Work required: Output, unchanged and in full, the part of the records that begins with the line containing "point: jet engine, one" and continues through the last line of the records.

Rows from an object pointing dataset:
>> Begin

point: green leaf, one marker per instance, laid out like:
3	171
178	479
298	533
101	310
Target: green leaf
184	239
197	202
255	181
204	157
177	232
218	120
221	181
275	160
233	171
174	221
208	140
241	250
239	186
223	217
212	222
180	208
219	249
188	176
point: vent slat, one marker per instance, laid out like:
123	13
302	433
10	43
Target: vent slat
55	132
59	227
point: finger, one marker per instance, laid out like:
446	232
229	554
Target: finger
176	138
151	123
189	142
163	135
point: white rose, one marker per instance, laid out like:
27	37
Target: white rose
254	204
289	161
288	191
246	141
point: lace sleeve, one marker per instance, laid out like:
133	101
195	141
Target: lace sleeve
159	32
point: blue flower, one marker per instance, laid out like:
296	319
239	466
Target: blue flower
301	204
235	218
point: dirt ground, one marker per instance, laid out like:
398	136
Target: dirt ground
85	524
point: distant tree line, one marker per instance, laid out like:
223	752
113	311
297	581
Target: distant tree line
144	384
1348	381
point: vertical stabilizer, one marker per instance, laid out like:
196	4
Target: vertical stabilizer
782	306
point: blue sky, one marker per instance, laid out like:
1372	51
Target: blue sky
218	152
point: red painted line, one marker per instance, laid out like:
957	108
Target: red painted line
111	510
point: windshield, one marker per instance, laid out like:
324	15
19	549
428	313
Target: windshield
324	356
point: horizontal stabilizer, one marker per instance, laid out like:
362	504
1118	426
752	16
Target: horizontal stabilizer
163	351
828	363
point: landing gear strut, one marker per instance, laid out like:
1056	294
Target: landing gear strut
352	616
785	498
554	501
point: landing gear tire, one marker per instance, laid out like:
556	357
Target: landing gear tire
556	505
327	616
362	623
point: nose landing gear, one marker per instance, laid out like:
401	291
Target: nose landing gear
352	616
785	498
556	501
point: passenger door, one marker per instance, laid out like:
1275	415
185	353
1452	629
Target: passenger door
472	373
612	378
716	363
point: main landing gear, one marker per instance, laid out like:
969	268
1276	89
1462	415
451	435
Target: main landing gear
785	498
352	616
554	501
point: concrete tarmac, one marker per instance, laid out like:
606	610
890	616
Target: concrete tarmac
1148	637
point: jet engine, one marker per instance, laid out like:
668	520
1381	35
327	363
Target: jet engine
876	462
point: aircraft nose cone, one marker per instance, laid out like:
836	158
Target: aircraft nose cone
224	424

>> End

Full answer:
point: jet engine, one marker per instance, laid out like:
668	520
1381	35
327	363
Target: jet engine
876	462
point: aircraft nose cone, one marker per instance, laid out like:
836	158
Target: aircraft nose cone
224	424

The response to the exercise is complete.